What the task asks> Copy out the lines below word for word, omitting the pictures.

Data>
▼

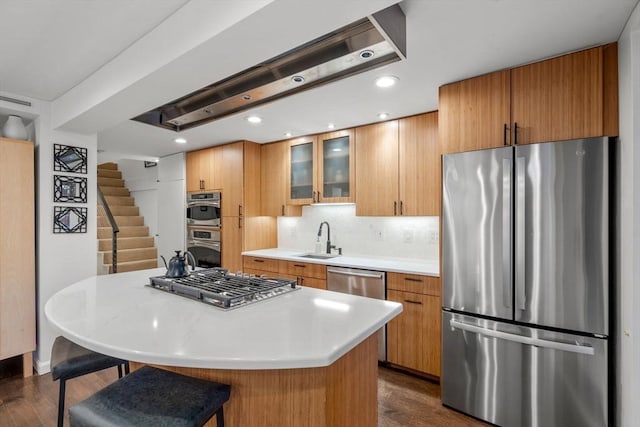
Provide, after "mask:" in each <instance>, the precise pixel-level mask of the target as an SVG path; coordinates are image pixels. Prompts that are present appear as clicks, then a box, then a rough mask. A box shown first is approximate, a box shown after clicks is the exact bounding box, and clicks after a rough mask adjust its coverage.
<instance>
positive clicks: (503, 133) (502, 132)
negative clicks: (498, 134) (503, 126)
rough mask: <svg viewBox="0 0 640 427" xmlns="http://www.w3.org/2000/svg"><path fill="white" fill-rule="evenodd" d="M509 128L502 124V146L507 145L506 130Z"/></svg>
mask: <svg viewBox="0 0 640 427" xmlns="http://www.w3.org/2000/svg"><path fill="white" fill-rule="evenodd" d="M508 129H509V128H508V127H507V124H506V123H505V124H504V127H503V128H502V141H503V142H502V144H503V145H507V130H508Z"/></svg>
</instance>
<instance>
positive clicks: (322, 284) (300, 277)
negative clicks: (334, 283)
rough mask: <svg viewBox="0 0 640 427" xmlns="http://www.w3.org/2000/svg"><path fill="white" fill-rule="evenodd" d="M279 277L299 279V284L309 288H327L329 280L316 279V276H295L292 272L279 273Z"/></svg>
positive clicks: (288, 278) (290, 278) (297, 279)
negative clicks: (326, 280) (290, 273)
mask: <svg viewBox="0 0 640 427" xmlns="http://www.w3.org/2000/svg"><path fill="white" fill-rule="evenodd" d="M278 277H280V278H282V279H293V280H297V282H298V285H300V286H306V287H308V288H316V289H325V290H326V289H327V281H326V280H324V279H316V278H315V277H304V276H294V275H291V274H284V273H278Z"/></svg>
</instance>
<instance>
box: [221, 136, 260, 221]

▲

Result of this exercise>
Provide, after "mask:" in each <instance>, the precise pixel-level mask of the target as an SVG path; coordinates are image pixels. Prompts that are present appear as clicks, then a box, then a rough mask. A box shown first is approximate, a box shown after clicks is the exact bounding box, and clicks after a rough mask adjust its coverage.
<instance>
positive clicks: (503, 133) (502, 132)
negative clicks: (498, 134) (503, 126)
rough mask: <svg viewBox="0 0 640 427" xmlns="http://www.w3.org/2000/svg"><path fill="white" fill-rule="evenodd" d="M509 128L502 124V146L507 145L506 130Z"/></svg>
mask: <svg viewBox="0 0 640 427" xmlns="http://www.w3.org/2000/svg"><path fill="white" fill-rule="evenodd" d="M508 129H509V128H508V127H507V124H506V123H505V124H504V127H503V128H502V141H503V142H502V144H503V145H507V130H508Z"/></svg>
</instance>
<instance>
positive clicks: (322, 284) (300, 277)
negative clicks: (334, 283)
rough mask: <svg viewBox="0 0 640 427" xmlns="http://www.w3.org/2000/svg"><path fill="white" fill-rule="evenodd" d="M279 277L299 279V284L309 288H327L329 280L316 279V276H295L292 272L279 273Z"/></svg>
positive clicks: (288, 278) (290, 278) (297, 279)
negative clicks: (326, 280) (290, 273)
mask: <svg viewBox="0 0 640 427" xmlns="http://www.w3.org/2000/svg"><path fill="white" fill-rule="evenodd" d="M278 277H280V278H282V279H293V280H297V282H298V285H300V286H306V287H308V288H316V289H325V290H326V289H327V281H326V280H324V279H316V278H315V277H304V276H294V275H291V274H284V273H278Z"/></svg>
</instance>
<instance>
box: [221, 136, 260, 221]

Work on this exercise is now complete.